### Dataset excerpts ###

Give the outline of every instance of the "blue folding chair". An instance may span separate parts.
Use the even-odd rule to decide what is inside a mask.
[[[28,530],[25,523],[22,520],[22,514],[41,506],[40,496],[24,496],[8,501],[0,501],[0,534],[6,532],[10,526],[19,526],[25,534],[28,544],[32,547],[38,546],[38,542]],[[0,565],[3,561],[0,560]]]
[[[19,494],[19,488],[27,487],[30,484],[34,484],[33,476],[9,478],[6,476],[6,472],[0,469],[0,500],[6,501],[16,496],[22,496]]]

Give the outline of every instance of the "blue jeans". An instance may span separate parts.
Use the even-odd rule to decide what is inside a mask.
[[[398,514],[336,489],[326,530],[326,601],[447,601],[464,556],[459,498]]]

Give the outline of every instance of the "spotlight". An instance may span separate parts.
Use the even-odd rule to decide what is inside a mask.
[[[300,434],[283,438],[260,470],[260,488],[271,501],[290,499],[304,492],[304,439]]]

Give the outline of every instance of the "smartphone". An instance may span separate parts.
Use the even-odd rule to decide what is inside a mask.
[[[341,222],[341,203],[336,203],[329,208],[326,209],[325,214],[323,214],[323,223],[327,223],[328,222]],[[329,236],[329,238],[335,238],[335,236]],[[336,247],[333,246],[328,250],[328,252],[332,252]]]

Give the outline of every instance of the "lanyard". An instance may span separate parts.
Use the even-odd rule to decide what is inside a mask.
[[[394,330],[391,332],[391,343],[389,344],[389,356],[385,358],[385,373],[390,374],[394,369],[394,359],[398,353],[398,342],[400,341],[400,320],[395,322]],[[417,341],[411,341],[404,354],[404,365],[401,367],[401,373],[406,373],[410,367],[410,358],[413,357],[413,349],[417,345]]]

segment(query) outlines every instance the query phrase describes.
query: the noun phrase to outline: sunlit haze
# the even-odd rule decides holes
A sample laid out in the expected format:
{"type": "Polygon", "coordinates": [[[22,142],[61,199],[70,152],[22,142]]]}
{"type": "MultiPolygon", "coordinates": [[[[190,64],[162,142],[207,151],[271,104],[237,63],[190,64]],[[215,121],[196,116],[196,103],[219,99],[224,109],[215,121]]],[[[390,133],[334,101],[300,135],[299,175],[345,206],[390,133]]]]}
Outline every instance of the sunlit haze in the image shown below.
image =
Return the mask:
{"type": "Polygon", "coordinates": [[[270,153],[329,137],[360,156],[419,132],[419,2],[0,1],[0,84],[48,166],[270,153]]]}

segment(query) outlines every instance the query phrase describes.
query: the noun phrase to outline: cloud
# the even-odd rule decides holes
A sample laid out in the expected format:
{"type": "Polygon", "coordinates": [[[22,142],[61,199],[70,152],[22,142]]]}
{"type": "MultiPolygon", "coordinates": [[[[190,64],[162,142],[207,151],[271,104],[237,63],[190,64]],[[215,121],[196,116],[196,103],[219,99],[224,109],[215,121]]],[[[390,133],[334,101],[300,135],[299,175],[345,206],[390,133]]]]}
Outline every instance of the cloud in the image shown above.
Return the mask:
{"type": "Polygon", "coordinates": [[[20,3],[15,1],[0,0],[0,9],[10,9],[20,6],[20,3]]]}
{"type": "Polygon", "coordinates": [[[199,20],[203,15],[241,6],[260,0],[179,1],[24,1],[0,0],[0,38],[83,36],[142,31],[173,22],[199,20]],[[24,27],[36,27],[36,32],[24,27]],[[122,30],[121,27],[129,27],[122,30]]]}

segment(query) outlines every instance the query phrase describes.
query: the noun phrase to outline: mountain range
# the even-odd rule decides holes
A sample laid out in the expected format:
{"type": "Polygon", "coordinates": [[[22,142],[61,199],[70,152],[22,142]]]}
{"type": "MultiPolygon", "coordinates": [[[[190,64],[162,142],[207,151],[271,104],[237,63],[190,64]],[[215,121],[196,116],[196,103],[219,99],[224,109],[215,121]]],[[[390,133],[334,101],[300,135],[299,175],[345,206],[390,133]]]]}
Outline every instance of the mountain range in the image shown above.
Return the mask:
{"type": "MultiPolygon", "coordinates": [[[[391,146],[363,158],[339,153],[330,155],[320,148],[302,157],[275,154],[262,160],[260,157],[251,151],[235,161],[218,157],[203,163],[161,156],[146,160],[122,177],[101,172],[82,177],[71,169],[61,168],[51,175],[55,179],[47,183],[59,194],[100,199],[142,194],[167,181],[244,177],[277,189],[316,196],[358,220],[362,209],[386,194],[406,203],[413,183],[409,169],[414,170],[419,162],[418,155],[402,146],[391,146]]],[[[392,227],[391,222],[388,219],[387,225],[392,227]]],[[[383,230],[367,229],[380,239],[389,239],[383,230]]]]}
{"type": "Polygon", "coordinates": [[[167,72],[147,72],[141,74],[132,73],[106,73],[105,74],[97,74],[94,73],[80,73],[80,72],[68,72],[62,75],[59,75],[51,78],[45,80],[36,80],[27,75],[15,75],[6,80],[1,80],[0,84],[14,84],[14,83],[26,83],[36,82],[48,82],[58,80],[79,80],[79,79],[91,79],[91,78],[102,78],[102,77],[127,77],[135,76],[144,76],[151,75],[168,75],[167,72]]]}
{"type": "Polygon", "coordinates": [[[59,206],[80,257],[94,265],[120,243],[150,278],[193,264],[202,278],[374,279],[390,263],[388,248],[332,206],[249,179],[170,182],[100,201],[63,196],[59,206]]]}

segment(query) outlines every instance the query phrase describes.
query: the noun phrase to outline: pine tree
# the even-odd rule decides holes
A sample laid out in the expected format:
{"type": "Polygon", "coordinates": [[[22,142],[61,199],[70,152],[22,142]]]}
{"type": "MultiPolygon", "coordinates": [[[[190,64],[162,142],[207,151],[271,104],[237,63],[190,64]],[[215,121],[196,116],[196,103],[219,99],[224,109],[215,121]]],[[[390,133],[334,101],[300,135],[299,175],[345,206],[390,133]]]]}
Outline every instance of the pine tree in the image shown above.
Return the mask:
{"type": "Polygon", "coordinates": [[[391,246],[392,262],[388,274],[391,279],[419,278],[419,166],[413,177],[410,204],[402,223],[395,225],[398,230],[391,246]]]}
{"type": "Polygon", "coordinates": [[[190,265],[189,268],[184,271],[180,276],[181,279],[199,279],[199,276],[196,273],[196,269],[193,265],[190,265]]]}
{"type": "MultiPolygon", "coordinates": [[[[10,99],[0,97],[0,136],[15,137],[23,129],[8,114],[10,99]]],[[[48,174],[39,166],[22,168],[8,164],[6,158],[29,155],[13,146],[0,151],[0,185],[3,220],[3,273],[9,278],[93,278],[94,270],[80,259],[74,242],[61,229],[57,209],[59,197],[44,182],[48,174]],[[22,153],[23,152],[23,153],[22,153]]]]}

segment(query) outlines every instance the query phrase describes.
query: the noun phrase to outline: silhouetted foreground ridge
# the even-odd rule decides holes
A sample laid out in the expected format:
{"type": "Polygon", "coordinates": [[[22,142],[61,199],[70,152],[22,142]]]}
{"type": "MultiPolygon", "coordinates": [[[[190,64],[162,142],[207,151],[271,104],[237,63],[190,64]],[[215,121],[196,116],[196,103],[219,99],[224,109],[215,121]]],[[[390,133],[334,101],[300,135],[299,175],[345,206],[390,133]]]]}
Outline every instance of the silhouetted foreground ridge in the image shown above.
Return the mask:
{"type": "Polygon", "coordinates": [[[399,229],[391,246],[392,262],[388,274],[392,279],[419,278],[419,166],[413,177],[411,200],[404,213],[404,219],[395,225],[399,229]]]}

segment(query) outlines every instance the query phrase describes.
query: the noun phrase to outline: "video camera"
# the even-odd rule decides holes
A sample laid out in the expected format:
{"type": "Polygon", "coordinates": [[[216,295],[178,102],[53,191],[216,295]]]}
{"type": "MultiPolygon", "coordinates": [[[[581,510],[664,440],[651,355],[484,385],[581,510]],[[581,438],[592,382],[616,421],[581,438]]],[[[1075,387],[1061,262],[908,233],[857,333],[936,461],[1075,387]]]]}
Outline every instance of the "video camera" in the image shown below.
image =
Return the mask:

###

▶ Objective: Please identify each line in the data above that contains the word "ridge", and copy those lines.

▶ Task response:
query: the noun phrase to outline: silhouetted foreground ridge
Outline every instance of the silhouetted foreground ridge in the image shown above.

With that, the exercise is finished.